> [What you will do]:
[1] In the article on President Biden's vaccine campaign, how much will the weekly vaccine allocation grow?
[2] Write the next part of the article on President Biden's vaccine campaign, picking up after its last sentence.

> [Selected passage]:

President Biden wants to use the full weight of the federal government to speed up the COVID-19 vaccine campaign, but he faces a problem that won’t be solved overnight — there are only so many doses to go around.
The president wants to dispatch mobile vaccination units to far-flung areas and create 100 immunization centers through the Federal Emergency Management Agency. He’s enlisting pharmacies to serve more communities while appointing federal coordinators to work with each state.
Those efforts may pay off over time, or boost states struggling to administer the doses they have. Yet many governors and experts say limited supply is the biggest obstacle to expanding state-by-state vaccine drives that began under former President Donald Trump.
“The frustrating thing is it’s not ramping up — that’s not happening. States have not seen their allocations increase,” Claire Hannan, executive director of the Association of Immunization Managers, told The Washington Times. “The president can say he wants to set up 100 vaccination centers but there just aren’t doses to do that.”
Mr. Biden on Tuesday said help is on the way.
The weekly allocation of vaccines will grow from 8.6 million doses to 10 million, a 16% increase, for at least the next three weeks. The doses are distributed based on population to each of the states, plus eight territories and six metropolitan areas.
The president also said his administration will give states a three-week “look ahead” at their anticipated supply, instead of one week, to help them plan.
“Lives are at stake here,” Mr. Biden said from the White House State Dining Room. “This is a wartime effort.”
Additionally, he said the administration is in talks with Pfizer-BioNTech and Moderna to purchase an additional 100 million doses from each vaccine maker, a development that would raise the supply from 400 million to 600 million — or enough to vaccinate 300 million Americans, or 90% of the population, by the end of summer.
Mr. Biden’s team is procuring special syringes to draw an additional dose from the Pfizer-BioNTech vaccine and looking to clear “bottlenecks” in the supply chain. But efforts to radically expand the immunization campaign through federal centers and pharmacy partnerships will likely depend on the addition of new vaccine makers.
All eyes are on Johnson & Johnson, which plans to report results from its 45,000-person vaccine next week. Its vaccine requires just one dose instead of two, so its approval would speed up the effort.
Former Food and Drug Commissioner David Kessler, a key Biden adviser, said this week the Biden team is still “gearing up” and Americans should see the impact of his changes over the next week or so. But “a lot that is dependent on whether the Janssen vaccine hits,” he told SiriusXM Radio, referring to the subsidiary of J&J making its vaccine.
Even if the vaccine is 80% effective, compared to the 95% rate demonstrated by the existing vaccines, “we can get out of this pandemic, at least what we’re dealing with, much sooner. So I hope Janssen hits,” Dr. Kessler said.
If J&J reports solid data, pressure will pivot to federal regulators, who must review the results and decide whether to approve the vaccine for emergency use.
Pressure will then flip to Mr. Biden to implement his big federal plans and hit his targets.

> [Source data]:

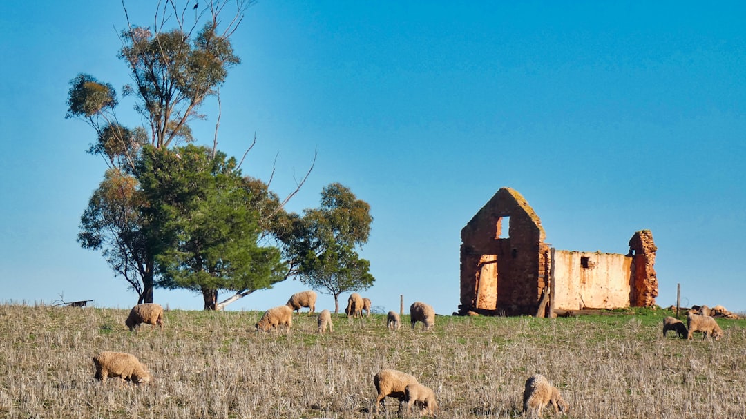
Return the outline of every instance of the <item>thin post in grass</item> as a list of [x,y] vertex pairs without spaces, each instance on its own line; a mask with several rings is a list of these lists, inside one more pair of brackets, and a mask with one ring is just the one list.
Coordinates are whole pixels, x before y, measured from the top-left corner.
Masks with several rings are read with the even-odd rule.
[[676,284],[676,318],[679,318],[679,306],[681,303],[681,284]]

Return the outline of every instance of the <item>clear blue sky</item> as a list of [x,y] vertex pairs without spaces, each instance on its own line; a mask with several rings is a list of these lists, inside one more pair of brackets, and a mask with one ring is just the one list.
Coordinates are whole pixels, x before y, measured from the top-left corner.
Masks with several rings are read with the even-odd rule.
[[[374,218],[362,256],[374,306],[399,294],[451,314],[461,228],[502,186],[520,192],[562,250],[658,246],[659,305],[746,311],[746,6],[740,1],[261,0],[233,39],[219,147],[288,210],[340,182]],[[154,2],[127,1],[149,25]],[[64,119],[69,82],[118,92],[119,1],[15,1],[0,14],[0,301],[137,301],[99,253],[76,242],[105,165],[93,133]],[[125,123],[139,123],[122,101]],[[195,125],[212,141],[210,119]],[[229,306],[265,309],[305,289],[289,280]],[[221,300],[228,296],[222,294]],[[346,294],[342,296],[346,299]],[[201,296],[157,289],[171,308]],[[321,308],[333,308],[322,296]]]

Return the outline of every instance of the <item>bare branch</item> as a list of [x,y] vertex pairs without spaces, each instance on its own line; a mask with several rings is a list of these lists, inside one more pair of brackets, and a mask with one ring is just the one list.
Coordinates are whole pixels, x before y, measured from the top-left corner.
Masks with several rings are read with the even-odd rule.
[[[215,136],[213,137],[213,153],[212,157],[215,158],[215,151],[218,148],[218,130],[220,127],[220,117],[223,113],[222,102],[220,101],[220,88],[218,88],[217,92],[215,92],[215,95],[218,98],[218,119],[215,122]],[[256,138],[254,138],[254,142],[256,142]],[[247,151],[248,152],[248,151]],[[245,154],[244,154],[245,156]],[[241,161],[243,161],[242,159]],[[239,165],[240,166],[240,165]]]
[[[280,205],[278,205],[278,207],[275,208],[272,212],[270,212],[263,218],[262,218],[262,220],[260,221],[260,223],[263,223],[264,221],[269,220],[270,218],[274,216],[275,214],[277,214],[278,212],[280,212],[280,210],[285,207],[285,204],[286,204],[288,201],[290,201],[290,198],[295,196],[295,194],[297,194],[301,190],[301,188],[303,187],[303,184],[306,183],[306,180],[308,180],[308,177],[310,176],[311,171],[313,170],[313,166],[316,164],[316,157],[318,156],[318,154],[319,151],[317,149],[315,148],[313,150],[313,161],[311,162],[311,167],[308,168],[308,171],[306,172],[306,175],[303,177],[303,179],[301,179],[299,183],[296,183],[295,190],[292,191],[286,197],[285,197],[285,199],[283,199],[283,201],[280,203]],[[267,185],[269,184],[269,183],[268,183]]]
[[246,154],[248,154],[248,152],[251,151],[251,148],[254,148],[254,145],[255,144],[257,144],[257,133],[256,132],[254,133],[254,141],[251,142],[251,145],[248,146],[248,148],[247,148],[246,151],[244,151],[243,156],[241,157],[241,161],[239,162],[238,166],[236,167],[236,170],[241,168],[241,165],[243,164],[243,160],[246,158]]

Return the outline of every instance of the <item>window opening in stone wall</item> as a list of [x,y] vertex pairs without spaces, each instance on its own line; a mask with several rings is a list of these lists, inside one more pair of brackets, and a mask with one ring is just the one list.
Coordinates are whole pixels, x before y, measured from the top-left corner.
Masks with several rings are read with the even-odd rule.
[[495,239],[510,238],[510,217],[498,217],[495,227],[497,227]]

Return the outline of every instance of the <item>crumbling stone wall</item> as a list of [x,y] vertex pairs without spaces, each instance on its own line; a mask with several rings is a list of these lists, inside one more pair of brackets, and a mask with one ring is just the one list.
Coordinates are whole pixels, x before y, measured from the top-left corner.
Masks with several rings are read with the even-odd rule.
[[[504,225],[506,218],[509,226]],[[536,312],[537,292],[548,277],[539,259],[548,248],[541,221],[521,194],[498,190],[461,230],[461,240],[460,312]]]
[[[557,295],[551,303],[557,309],[655,304],[656,249],[650,230],[635,233],[627,256],[592,253],[597,255],[595,269],[580,269],[582,259],[552,261],[551,245],[544,240],[541,221],[525,198],[510,188],[498,190],[461,230],[458,314],[536,314],[542,292],[552,286],[553,262],[560,272],[554,280]],[[590,259],[592,254],[560,252],[565,259],[568,255]]]
[[656,277],[655,252],[658,250],[653,242],[653,233],[641,230],[630,239],[630,253],[633,256],[633,284],[630,294],[630,303],[636,307],[655,305],[658,296],[658,278]]

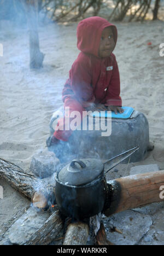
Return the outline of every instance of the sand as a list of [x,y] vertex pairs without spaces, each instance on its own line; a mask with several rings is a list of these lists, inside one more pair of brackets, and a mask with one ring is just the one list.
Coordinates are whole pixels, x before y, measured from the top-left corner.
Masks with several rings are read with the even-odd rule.
[[[132,165],[157,164],[164,170],[164,57],[159,55],[159,45],[164,43],[163,22],[115,25],[118,41],[114,54],[123,105],[145,115],[150,141],[155,146],[145,160]],[[62,104],[62,88],[79,53],[77,26],[77,22],[40,26],[40,49],[45,54],[44,68],[31,71],[26,29],[16,29],[7,21],[1,22],[4,56],[0,57],[0,158],[27,172],[33,154],[45,148],[50,118]],[[149,42],[151,45],[148,45]],[[0,199],[1,238],[30,202],[2,180],[0,185],[4,188],[4,199]]]

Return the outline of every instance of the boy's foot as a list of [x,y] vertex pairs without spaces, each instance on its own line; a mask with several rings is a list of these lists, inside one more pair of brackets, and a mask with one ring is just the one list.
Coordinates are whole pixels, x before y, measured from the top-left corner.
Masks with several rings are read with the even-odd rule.
[[46,146],[49,148],[51,146],[55,146],[60,142],[59,139],[57,139],[53,135],[50,136],[46,141]]

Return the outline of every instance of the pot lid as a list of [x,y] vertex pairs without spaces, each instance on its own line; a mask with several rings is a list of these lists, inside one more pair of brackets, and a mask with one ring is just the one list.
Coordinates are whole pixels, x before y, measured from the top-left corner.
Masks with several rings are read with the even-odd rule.
[[104,165],[99,159],[75,159],[61,170],[57,178],[66,185],[85,185],[97,178],[103,169]]

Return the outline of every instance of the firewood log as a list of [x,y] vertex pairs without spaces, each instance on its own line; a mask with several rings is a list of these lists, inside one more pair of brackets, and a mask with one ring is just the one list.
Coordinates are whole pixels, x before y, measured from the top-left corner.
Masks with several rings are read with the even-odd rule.
[[48,212],[30,207],[7,231],[0,245],[48,245],[55,239],[63,226],[57,210],[50,216]]
[[127,210],[164,201],[160,198],[164,171],[132,175],[108,182],[110,189],[106,216]]
[[26,173],[14,164],[1,158],[0,178],[27,199],[33,200],[35,206],[39,208],[44,208],[45,200],[48,202],[55,197],[54,177],[39,179],[33,175]]
[[31,199],[36,187],[37,179],[33,175],[25,173],[14,164],[0,159],[0,178],[7,182],[14,189]]
[[89,234],[87,224],[79,222],[70,224],[66,233],[63,245],[85,245]]

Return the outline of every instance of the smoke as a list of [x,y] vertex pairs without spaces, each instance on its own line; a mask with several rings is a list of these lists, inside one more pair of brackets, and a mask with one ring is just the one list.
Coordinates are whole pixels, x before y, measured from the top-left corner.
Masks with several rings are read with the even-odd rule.
[[0,21],[10,20],[17,26],[26,23],[24,7],[20,0],[0,0]]

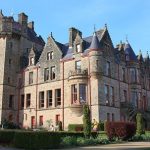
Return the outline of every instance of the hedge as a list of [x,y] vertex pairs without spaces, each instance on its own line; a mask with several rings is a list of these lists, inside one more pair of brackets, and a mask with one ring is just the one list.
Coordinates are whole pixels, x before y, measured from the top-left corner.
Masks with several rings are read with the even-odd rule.
[[61,142],[59,132],[16,132],[14,147],[25,149],[58,148]]
[[[84,137],[83,132],[47,132],[47,131],[23,131],[0,130],[0,143],[23,149],[56,149],[61,145],[65,137]],[[92,137],[97,136],[92,132]]]
[[113,138],[120,138],[127,140],[133,137],[136,133],[135,123],[129,122],[107,122],[106,134],[110,140]]
[[83,131],[83,124],[69,124],[68,131]]
[[0,143],[1,144],[12,143],[14,134],[15,134],[14,130],[0,130]]

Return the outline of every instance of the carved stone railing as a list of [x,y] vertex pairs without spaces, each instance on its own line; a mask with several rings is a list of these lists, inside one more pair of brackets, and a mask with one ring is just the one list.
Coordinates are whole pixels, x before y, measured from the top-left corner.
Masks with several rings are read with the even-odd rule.
[[76,79],[76,78],[87,78],[88,77],[88,71],[87,69],[81,70],[81,69],[76,69],[74,71],[70,71],[68,74],[68,79]]

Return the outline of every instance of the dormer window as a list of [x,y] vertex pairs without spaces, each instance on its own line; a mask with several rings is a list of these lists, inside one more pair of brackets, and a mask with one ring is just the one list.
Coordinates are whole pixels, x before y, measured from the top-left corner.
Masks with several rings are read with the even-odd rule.
[[30,57],[30,65],[34,65],[34,57]]
[[54,53],[53,52],[48,52],[47,53],[47,60],[51,60],[54,58]]
[[76,51],[77,51],[77,53],[81,52],[81,46],[80,46],[80,44],[76,45]]

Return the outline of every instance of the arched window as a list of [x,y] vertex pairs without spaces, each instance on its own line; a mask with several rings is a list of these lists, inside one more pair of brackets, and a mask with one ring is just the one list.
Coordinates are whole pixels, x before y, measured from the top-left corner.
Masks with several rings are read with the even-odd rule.
[[51,60],[51,59],[54,59],[54,52],[48,52],[47,53],[47,60]]
[[30,65],[34,65],[34,57],[30,57]]

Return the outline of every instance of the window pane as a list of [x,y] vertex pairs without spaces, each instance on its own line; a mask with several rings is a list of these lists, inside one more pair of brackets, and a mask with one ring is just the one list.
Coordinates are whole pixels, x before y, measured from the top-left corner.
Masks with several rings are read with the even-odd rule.
[[43,108],[44,107],[44,92],[40,92],[39,93],[39,108]]
[[77,53],[81,51],[80,44],[77,44],[76,49],[77,49]]
[[79,98],[80,102],[86,102],[86,84],[79,84]]
[[33,83],[33,72],[29,72],[29,84]]
[[61,105],[61,89],[55,90],[55,100],[56,100],[56,106]]
[[44,69],[44,81],[49,80],[49,68]]
[[47,107],[52,106],[52,90],[47,91]]
[[55,79],[55,66],[51,67],[51,80]]
[[106,62],[106,75],[110,75],[110,62]]
[[9,108],[13,108],[14,105],[14,95],[9,96]]
[[24,95],[21,95],[21,108],[24,108]]
[[26,95],[26,107],[30,107],[31,94]]
[[79,69],[79,70],[81,69],[81,61],[76,61],[76,62],[75,62],[75,69],[77,69],[77,70],[78,70],[78,69]]
[[72,103],[77,103],[77,84],[71,85],[71,99]]

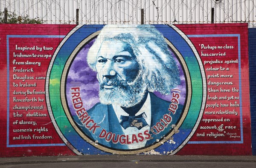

> [Responses to the exercise]:
[1] It will grow from 8.6 million doses to 10 million, a 16% increase, for at least the next three weeks.

[2]
Mr. Biden wants to allocate 100 million shots in his first 100 days. Republicans said the U.S. was at or near that level of daily vaccination when Mr. Trump left the White House last week, though Mr. Biden insists the vaccine campaign was in “worse shape” than he anticipated.
Mr. Biden said he is sticking to his goal but it is “not the endpoint, it’s just the start.”
He recently said he’ll push for 1.5 million doses per day, a 50% increase, though some say that’s still half of what’s needed.
“We need to be giving about 3 million doses a day to get to 70% population protection by the late summer. And we are far below that,” said Dr. Paul Offit, a pediatrics professor at the University of Pennsylvania and member of the Food and Drug Administration’s vaccine advisory panel. “The biggest hang-up right now is production. More vaccine makers involved will help.”
AstraZeneca, which developed a vaccine with Oxford University, is operating in Europe and is expected to seek U.S. approval in the first quarter, though J&J is next in the pipeline.
“We plan to report out by early next week in terms of our results,” J&J Chief Financial Officer Joseph Wolk told CNBC as he discussed fourth-quarter earnings that beat expectations.
He said the trials should include data on how the vaccines interacted with fast-spreading variants of the virus.
“It’s a very robust, 45,000-person study across eight countries in three different continents,” he said. “We do have some of these new strains potentially captured in our data as we had sites in South Africa as well as Brazil. So we’ll let the scientists do their work there.”
Mr. Wolk said J&J plans to offer a large supply of its vaccine, including 100 million doses to the U.S. by the end of June, 200 million to the European Union by the end of the year and 200 million doses to developing countries, which will begin shipping in the second half of the year.
Vaccine managers say until governors get more doses, they’ll be in a tough spot.
“Governors want to set up some of these large-scale events. If they do it, it’s taking doses away from a smaller community,” Ms. Hannan said. “They’re having to make difficult decisions. They don’t want to overpromise.”